EXERCISE
The answer must consist only of the lines from the line with "Reviewer note: every instance of the white fabric" to the line with "[[95, 599], [120, 107]]", both included, exactly as they stand below.

START TASK DATA

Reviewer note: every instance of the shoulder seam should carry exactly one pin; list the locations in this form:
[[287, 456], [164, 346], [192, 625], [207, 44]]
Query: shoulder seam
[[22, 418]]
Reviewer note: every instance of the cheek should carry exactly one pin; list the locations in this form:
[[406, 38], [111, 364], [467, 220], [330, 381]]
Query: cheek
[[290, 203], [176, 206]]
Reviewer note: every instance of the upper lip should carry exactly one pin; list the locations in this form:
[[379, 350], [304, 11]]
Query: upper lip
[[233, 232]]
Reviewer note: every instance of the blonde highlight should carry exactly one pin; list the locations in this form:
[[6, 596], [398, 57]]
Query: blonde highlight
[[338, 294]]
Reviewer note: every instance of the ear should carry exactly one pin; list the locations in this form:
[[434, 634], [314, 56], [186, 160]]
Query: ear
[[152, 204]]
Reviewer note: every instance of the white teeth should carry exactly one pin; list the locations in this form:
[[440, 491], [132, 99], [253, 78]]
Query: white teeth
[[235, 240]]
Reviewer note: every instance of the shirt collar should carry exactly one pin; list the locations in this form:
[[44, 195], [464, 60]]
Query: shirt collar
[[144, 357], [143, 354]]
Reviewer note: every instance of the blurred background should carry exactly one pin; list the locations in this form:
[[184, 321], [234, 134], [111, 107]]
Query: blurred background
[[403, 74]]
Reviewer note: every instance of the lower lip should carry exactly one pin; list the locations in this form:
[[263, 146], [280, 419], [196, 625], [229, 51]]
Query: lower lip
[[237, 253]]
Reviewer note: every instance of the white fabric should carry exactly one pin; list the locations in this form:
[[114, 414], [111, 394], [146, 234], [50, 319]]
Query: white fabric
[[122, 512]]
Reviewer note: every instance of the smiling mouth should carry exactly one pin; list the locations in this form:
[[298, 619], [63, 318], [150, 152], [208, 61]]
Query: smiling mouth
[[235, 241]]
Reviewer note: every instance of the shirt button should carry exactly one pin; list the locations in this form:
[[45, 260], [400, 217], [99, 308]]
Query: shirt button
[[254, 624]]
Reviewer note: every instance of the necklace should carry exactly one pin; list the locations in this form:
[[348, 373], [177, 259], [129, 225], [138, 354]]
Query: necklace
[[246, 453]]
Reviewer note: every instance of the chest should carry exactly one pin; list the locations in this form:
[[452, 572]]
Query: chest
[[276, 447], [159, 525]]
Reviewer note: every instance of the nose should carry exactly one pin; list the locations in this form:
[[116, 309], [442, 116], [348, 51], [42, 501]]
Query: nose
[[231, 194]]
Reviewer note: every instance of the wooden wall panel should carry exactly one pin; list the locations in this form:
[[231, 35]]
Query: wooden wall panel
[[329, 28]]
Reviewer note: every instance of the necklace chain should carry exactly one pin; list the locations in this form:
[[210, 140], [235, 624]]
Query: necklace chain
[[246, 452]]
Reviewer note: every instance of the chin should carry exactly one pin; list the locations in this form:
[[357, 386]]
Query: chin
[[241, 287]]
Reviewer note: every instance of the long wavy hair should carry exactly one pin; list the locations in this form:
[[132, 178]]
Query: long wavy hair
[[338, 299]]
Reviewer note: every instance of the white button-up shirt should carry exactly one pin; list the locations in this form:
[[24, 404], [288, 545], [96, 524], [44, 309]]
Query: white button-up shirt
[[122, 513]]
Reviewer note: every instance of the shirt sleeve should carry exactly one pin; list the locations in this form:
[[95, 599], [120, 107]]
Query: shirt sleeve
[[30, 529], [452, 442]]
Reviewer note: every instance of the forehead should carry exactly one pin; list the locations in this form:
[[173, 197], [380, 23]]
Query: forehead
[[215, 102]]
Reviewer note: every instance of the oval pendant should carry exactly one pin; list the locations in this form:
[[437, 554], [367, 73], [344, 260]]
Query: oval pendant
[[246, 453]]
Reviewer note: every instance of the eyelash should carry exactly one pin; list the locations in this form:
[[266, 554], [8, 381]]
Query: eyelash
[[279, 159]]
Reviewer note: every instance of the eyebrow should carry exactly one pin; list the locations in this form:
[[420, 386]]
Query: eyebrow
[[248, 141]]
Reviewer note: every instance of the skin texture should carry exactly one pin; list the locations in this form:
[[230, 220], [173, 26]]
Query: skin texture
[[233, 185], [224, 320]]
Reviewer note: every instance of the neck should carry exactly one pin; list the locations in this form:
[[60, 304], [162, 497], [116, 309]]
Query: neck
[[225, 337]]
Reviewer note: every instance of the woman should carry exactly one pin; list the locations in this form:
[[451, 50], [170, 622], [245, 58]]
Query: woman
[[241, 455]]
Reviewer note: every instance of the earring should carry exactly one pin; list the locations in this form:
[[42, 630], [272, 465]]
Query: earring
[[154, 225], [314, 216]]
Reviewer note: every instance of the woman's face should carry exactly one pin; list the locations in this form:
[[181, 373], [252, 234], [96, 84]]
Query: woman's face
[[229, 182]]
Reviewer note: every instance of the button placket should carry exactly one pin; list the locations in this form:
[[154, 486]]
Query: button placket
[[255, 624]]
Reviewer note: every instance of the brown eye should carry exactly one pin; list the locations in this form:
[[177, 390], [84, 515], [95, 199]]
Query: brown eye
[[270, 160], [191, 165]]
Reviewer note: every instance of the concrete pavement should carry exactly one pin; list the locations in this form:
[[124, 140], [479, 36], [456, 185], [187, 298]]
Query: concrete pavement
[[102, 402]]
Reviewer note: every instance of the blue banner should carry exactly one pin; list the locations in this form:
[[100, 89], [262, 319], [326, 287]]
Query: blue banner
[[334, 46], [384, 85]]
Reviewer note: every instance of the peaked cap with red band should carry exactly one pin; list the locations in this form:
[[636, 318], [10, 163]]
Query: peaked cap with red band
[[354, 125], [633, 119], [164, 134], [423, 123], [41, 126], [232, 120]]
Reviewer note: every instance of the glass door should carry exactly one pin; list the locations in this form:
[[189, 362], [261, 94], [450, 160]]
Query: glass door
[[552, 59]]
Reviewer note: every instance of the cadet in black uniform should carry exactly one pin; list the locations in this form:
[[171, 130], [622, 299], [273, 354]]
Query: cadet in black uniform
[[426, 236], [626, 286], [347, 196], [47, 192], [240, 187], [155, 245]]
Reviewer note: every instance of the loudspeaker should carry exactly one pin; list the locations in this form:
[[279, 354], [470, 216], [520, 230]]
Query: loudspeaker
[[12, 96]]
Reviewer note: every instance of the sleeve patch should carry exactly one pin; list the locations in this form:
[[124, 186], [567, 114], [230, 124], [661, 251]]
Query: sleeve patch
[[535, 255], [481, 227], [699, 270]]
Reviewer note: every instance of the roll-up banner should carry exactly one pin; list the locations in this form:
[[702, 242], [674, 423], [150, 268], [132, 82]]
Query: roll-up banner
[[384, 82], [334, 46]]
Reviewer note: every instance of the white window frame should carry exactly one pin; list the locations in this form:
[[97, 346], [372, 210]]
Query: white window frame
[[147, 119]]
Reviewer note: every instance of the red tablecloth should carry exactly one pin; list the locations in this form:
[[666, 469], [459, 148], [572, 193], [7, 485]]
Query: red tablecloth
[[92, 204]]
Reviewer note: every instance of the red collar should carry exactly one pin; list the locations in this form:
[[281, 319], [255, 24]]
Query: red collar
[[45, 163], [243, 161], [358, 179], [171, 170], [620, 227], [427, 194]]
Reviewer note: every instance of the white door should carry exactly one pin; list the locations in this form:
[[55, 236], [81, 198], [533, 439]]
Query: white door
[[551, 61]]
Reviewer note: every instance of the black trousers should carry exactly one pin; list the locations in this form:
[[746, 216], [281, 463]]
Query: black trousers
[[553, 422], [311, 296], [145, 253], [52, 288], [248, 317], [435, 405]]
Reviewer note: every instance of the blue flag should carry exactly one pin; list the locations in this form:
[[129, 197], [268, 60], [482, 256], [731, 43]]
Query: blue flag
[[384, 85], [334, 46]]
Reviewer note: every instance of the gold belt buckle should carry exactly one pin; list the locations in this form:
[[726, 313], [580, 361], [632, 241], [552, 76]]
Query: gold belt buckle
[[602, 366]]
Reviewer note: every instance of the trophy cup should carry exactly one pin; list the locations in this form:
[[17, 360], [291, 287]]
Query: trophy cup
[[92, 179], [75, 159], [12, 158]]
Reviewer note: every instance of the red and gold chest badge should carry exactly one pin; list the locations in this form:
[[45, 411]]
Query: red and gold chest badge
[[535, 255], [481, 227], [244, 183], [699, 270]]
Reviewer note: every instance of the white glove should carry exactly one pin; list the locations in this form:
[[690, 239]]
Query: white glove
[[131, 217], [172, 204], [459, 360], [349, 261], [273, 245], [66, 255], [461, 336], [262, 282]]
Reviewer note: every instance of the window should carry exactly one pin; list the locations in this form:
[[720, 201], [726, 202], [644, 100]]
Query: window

END TASK DATA

TASK SOLUTION
Reviewer note: every instance of the white fabric should carry exactly one pin; list the locations in this form:
[[114, 414], [111, 394], [146, 234], [50, 319]]
Query: white fabric
[[122, 512]]
Reviewer note: every instance of the smiling mouth should carry exactly one pin; list the locations in this form:
[[298, 619], [63, 318], [150, 152], [208, 61]]
Query: smiling mouth
[[235, 241]]
Reviewer note: every instance of the shirt button should carry exactly one pin; list the locations in this form:
[[45, 260], [400, 217], [99, 308]]
Query: shirt button
[[254, 624]]
Reviewer note: every instance of the necklace should carry exactly one pin; list the locations in this form:
[[348, 373], [177, 259], [129, 225], [138, 354]]
Query: necklace
[[246, 453]]
Reviewer note: every instance of the chest should carry exactly one pin; list the locations in this form:
[[452, 572]]
Query: chest
[[276, 447], [159, 525]]
Reviewer note: every instance of the nose should carry exactly one pin; list the locations in this form:
[[116, 309], [442, 116], [348, 51], [42, 501]]
Query: nose
[[231, 194]]
Reviewer note: every instance of the wooden wall panel should carry exactly one pin; list the locations in this form:
[[231, 35]]
Query: wooden wall panel
[[329, 28]]
Reviewer note: every instance of the necklace chain should carry exactly one pin; list the locations in this form:
[[210, 140], [235, 624]]
Query: necklace chain
[[246, 452]]
Reviewer note: every instance of the chin should carry exactly one pin; list the locations in this form:
[[357, 386]]
Query: chin
[[241, 287]]
Reviewer note: every instance of the long wavy hair should carry exactly one pin; list the locations in this form:
[[132, 178]]
Query: long wavy hair
[[338, 299]]
Reviewer note: every instance of the white button-up shirt should carry exactly one pin; list the locations in this form:
[[24, 404], [288, 545], [96, 524], [44, 309]]
Query: white button-up shirt
[[122, 513]]
Reviewer note: every instance of the shirt sleeve should carry exactly one pin; list the locations in this form:
[[95, 599], [120, 107]]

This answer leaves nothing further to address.